→ Work to complete:
Count the lines in the rows below that contain the word "mountain", and reply with that number alone.

→ Stored data:
%%

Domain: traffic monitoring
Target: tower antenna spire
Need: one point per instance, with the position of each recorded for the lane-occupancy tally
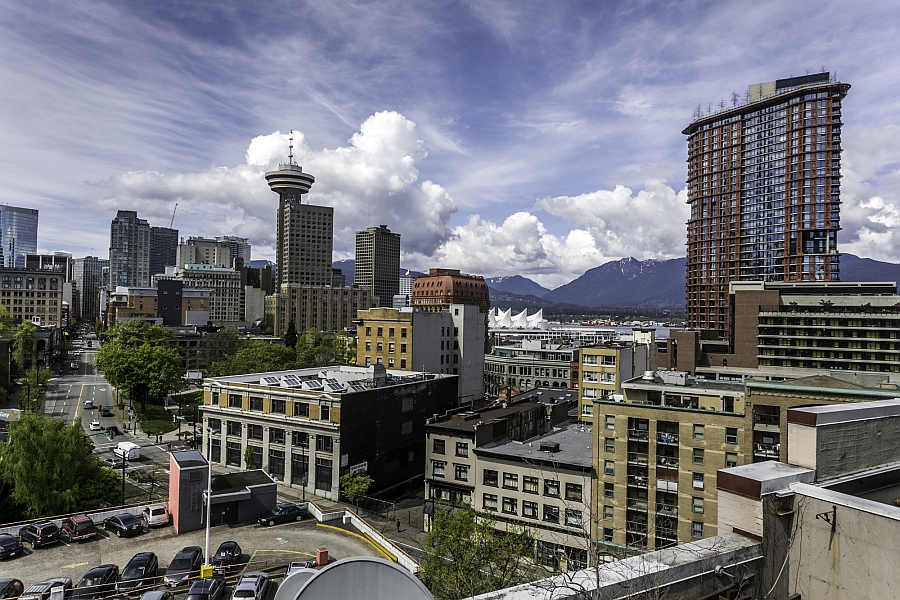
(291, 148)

%%
%%

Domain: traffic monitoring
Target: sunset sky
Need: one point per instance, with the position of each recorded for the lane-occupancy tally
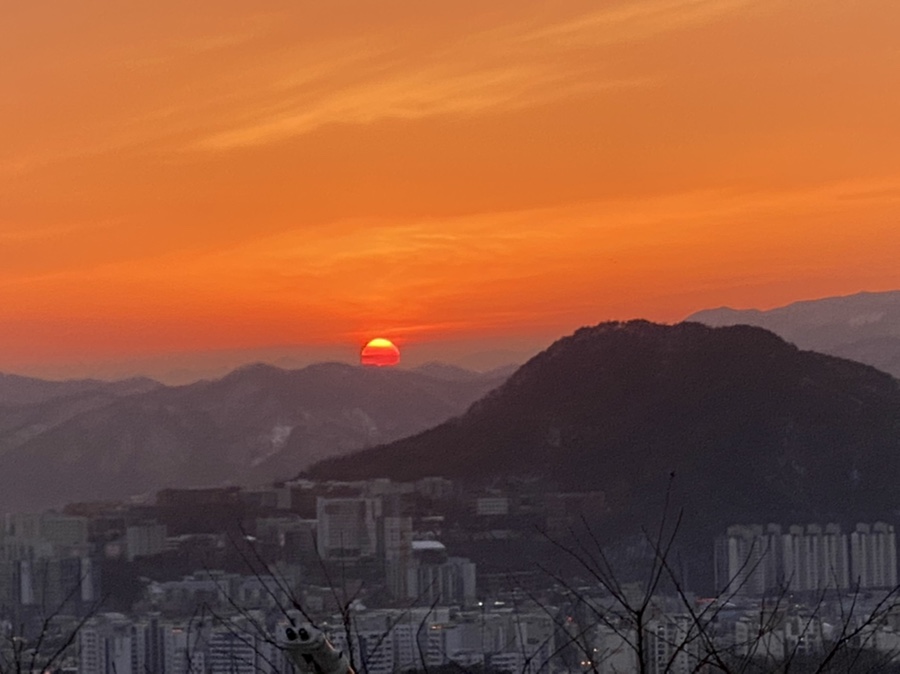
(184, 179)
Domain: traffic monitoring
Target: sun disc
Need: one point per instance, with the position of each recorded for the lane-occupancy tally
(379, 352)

%%
%%

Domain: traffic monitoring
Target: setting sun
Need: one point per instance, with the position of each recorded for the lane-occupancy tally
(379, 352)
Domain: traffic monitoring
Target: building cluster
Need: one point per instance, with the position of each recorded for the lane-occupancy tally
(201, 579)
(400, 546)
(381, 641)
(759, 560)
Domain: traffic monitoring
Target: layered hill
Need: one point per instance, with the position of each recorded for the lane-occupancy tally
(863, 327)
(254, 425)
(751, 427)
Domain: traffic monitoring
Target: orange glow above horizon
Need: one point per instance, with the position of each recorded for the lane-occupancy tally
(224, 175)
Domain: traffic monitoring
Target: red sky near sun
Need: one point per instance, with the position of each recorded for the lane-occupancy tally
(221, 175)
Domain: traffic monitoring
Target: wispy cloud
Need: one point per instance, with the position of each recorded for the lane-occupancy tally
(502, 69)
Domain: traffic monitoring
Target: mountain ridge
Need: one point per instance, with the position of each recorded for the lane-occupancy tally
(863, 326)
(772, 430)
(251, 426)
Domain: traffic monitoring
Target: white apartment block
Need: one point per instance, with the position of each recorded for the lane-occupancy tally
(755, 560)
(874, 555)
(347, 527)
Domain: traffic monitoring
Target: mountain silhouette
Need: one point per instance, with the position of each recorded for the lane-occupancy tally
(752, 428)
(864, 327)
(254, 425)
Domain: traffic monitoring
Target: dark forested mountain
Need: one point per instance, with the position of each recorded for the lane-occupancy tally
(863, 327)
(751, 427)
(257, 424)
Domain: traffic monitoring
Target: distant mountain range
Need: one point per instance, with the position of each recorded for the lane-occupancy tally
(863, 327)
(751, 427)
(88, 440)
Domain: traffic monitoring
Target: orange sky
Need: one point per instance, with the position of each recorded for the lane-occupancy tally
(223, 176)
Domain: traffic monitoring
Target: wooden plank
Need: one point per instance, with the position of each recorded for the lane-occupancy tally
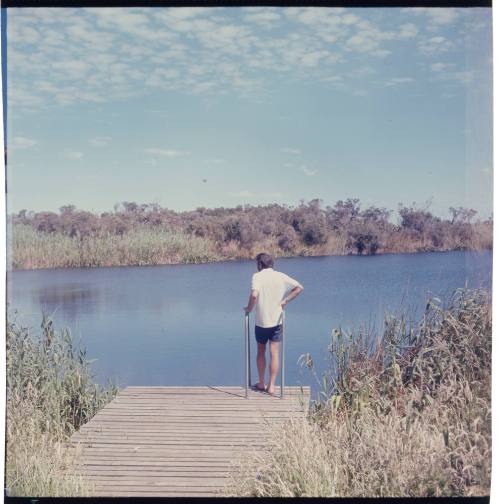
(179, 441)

%%

→ Correct response:
4